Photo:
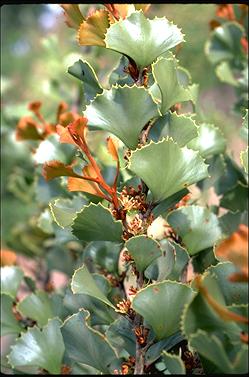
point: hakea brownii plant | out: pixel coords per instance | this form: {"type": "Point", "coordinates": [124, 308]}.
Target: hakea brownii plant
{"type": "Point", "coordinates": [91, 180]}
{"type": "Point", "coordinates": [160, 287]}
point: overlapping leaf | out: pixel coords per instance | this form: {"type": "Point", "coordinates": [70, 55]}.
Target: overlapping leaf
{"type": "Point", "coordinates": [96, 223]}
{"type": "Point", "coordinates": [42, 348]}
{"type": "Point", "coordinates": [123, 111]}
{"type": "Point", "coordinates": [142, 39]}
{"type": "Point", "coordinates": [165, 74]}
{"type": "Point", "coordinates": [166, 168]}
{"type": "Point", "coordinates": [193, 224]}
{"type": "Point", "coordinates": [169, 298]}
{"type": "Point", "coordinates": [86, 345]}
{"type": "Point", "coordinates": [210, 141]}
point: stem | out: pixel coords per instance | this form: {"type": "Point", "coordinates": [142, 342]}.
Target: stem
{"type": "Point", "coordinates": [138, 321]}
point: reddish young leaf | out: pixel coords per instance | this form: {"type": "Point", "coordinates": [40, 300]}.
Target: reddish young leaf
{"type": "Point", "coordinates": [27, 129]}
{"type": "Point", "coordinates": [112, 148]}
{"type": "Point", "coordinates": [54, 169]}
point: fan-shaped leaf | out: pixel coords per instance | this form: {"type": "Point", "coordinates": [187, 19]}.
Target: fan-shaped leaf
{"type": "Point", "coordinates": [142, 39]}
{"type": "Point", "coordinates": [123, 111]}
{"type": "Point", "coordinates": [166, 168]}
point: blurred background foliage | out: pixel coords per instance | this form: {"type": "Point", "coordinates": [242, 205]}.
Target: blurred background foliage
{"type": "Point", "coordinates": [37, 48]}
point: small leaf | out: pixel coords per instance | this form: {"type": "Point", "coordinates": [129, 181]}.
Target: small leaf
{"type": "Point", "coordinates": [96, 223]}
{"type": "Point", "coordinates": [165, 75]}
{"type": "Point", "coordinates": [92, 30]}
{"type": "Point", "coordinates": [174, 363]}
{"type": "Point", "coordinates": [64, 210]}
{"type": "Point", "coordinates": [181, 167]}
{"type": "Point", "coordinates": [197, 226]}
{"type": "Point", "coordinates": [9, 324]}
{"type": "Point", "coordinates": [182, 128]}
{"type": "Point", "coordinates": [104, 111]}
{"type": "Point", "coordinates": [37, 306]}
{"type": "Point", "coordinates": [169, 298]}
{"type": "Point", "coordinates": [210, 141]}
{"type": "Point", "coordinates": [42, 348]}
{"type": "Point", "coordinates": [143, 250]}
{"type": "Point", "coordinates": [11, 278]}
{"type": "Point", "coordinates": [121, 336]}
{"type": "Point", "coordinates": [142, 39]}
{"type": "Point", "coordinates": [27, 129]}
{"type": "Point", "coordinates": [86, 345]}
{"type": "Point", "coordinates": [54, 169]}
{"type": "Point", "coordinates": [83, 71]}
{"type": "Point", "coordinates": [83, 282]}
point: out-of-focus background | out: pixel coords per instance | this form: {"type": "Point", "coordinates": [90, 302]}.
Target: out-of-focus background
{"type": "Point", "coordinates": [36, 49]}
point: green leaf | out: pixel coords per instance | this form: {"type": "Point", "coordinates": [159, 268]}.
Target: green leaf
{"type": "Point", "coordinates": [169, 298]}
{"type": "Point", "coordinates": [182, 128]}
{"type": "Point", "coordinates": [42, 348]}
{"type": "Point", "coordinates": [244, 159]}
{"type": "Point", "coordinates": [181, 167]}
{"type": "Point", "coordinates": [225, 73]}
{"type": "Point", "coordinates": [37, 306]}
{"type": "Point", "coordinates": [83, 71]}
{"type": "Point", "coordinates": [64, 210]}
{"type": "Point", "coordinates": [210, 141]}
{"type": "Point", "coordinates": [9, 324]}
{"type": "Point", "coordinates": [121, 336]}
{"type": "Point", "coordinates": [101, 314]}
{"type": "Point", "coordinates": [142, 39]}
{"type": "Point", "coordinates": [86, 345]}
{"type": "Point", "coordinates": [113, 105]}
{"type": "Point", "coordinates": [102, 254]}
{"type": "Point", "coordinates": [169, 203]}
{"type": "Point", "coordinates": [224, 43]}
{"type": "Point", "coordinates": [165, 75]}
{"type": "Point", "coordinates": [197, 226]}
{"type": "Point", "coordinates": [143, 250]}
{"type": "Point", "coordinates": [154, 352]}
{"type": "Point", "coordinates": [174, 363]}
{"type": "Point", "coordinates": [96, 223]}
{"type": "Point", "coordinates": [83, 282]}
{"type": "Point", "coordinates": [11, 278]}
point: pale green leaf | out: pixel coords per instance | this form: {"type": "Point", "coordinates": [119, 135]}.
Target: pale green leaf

+ + + + + + +

* [TRY IT]: Images aside, return each entry above precisely as it stands.

* [ANSWER BELOW]:
Photo:
point: hakea brownii plant | out: pixel coords per instance | this form: {"type": "Point", "coordinates": [124, 308]}.
Target: hakea brownii plant
{"type": "Point", "coordinates": [91, 180]}
{"type": "Point", "coordinates": [160, 287]}
point: overlapping leaf | out: pixel coords per instance | this form: {"type": "Point", "coordinates": [70, 55]}.
Target: overlapping leaf
{"type": "Point", "coordinates": [96, 223]}
{"type": "Point", "coordinates": [42, 348]}
{"type": "Point", "coordinates": [123, 111]}
{"type": "Point", "coordinates": [142, 39]}
{"type": "Point", "coordinates": [165, 74]}
{"type": "Point", "coordinates": [166, 168]}
{"type": "Point", "coordinates": [193, 224]}
{"type": "Point", "coordinates": [169, 298]}
{"type": "Point", "coordinates": [86, 345]}
{"type": "Point", "coordinates": [210, 141]}
point: stem | out: pixel coords per instance | this form: {"type": "Point", "coordinates": [142, 342]}.
Target: stem
{"type": "Point", "coordinates": [138, 321]}
point: reddish young leaf | out: pixel coords per instance | this form: {"type": "Point", "coordinates": [40, 300]}.
Target: reddish young leaf
{"type": "Point", "coordinates": [27, 129]}
{"type": "Point", "coordinates": [112, 148]}
{"type": "Point", "coordinates": [54, 169]}
point: fan-shaped leaf | out: pixel coords per instance | this form: {"type": "Point", "coordinates": [187, 19]}.
Target: fan-shaped leaf
{"type": "Point", "coordinates": [142, 39]}
{"type": "Point", "coordinates": [123, 111]}
{"type": "Point", "coordinates": [166, 168]}
point: blurred background foliage | out: pixel coords per instance | this form: {"type": "Point", "coordinates": [242, 205]}.
Target: blurred background foliage
{"type": "Point", "coordinates": [37, 48]}
point: small leaf | out: pixel coords per instance | this form: {"type": "Point", "coordinates": [129, 181]}.
Target: small leaf
{"type": "Point", "coordinates": [96, 223]}
{"type": "Point", "coordinates": [165, 75]}
{"type": "Point", "coordinates": [92, 30]}
{"type": "Point", "coordinates": [174, 363]}
{"type": "Point", "coordinates": [64, 210]}
{"type": "Point", "coordinates": [181, 167]}
{"type": "Point", "coordinates": [197, 226]}
{"type": "Point", "coordinates": [9, 324]}
{"type": "Point", "coordinates": [182, 128]}
{"type": "Point", "coordinates": [104, 111]}
{"type": "Point", "coordinates": [37, 306]}
{"type": "Point", "coordinates": [169, 298]}
{"type": "Point", "coordinates": [210, 141]}
{"type": "Point", "coordinates": [42, 348]}
{"type": "Point", "coordinates": [143, 250]}
{"type": "Point", "coordinates": [11, 278]}
{"type": "Point", "coordinates": [121, 336]}
{"type": "Point", "coordinates": [142, 39]}
{"type": "Point", "coordinates": [27, 129]}
{"type": "Point", "coordinates": [86, 345]}
{"type": "Point", "coordinates": [54, 169]}
{"type": "Point", "coordinates": [83, 71]}
{"type": "Point", "coordinates": [83, 282]}
point: out-of-focus background | out: pixel coords per instance | this form: {"type": "Point", "coordinates": [90, 302]}.
Target: out-of-focus background
{"type": "Point", "coordinates": [36, 49]}
point: green leaf | out: pixel coords per instance | this form: {"type": "Point", "coordinates": [159, 268]}.
Target: green leaf
{"type": "Point", "coordinates": [169, 298]}
{"type": "Point", "coordinates": [182, 128]}
{"type": "Point", "coordinates": [42, 348]}
{"type": "Point", "coordinates": [244, 159]}
{"type": "Point", "coordinates": [181, 167]}
{"type": "Point", "coordinates": [225, 73]}
{"type": "Point", "coordinates": [37, 306]}
{"type": "Point", "coordinates": [83, 71]}
{"type": "Point", "coordinates": [64, 210]}
{"type": "Point", "coordinates": [210, 141]}
{"type": "Point", "coordinates": [9, 324]}
{"type": "Point", "coordinates": [121, 336]}
{"type": "Point", "coordinates": [101, 314]}
{"type": "Point", "coordinates": [142, 39]}
{"type": "Point", "coordinates": [86, 345]}
{"type": "Point", "coordinates": [113, 105]}
{"type": "Point", "coordinates": [102, 254]}
{"type": "Point", "coordinates": [169, 203]}
{"type": "Point", "coordinates": [224, 43]}
{"type": "Point", "coordinates": [165, 75]}
{"type": "Point", "coordinates": [197, 226]}
{"type": "Point", "coordinates": [143, 250]}
{"type": "Point", "coordinates": [154, 352]}
{"type": "Point", "coordinates": [174, 363]}
{"type": "Point", "coordinates": [96, 223]}
{"type": "Point", "coordinates": [83, 282]}
{"type": "Point", "coordinates": [11, 278]}
point: pale green leaf | out: pixel coords per instance | this form: {"type": "Point", "coordinates": [119, 135]}.
Target: pale green leaf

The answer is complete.